* [Excerpted text]
────────

A group of young people with learning disabilities in Orpington have launched a poster campaign urging the public to not treat those with disabilities differently.
The group’s core message is to treat people with disabilities as you would want to be treated, according to Holly Pace, who leads the group.
To get the poster campaign off the ground, Pace and her group, with the support of Sanctuary Group, teamed up with Fixers, a charity that supports young people and those with disabilities to ‘fix the future’ on any issue that matters to them, however they choose.
The group, who live in supported accommodation, managed by Sanctuary Supported Living part of Sanctuary Group, all have learning disabilities and some of them use wheelchairs.
Pace, 26, who has physical and learning disabilities, said: “I feel like people aren’t aware of the right way to treat those with disabilities so we wanted to change that. I don’t think people understand what it’s like to be disabled.”
With Fixers’ support the group have created three posters that show members of the team doing something they enjoy, such as listening to music or painting to show that those with disabilities are just like those without.

────────

* [Excerpted records]
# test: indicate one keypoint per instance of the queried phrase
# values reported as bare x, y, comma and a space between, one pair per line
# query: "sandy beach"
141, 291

────────

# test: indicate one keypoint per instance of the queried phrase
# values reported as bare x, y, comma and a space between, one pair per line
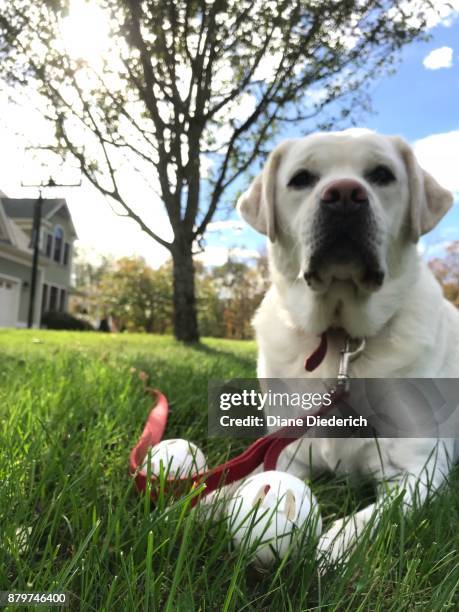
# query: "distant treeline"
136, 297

────────

* [What is being asked] In the article about the Orpington poster campaign, how many posters did the group create with Fixers' support?

* [Solution below] Three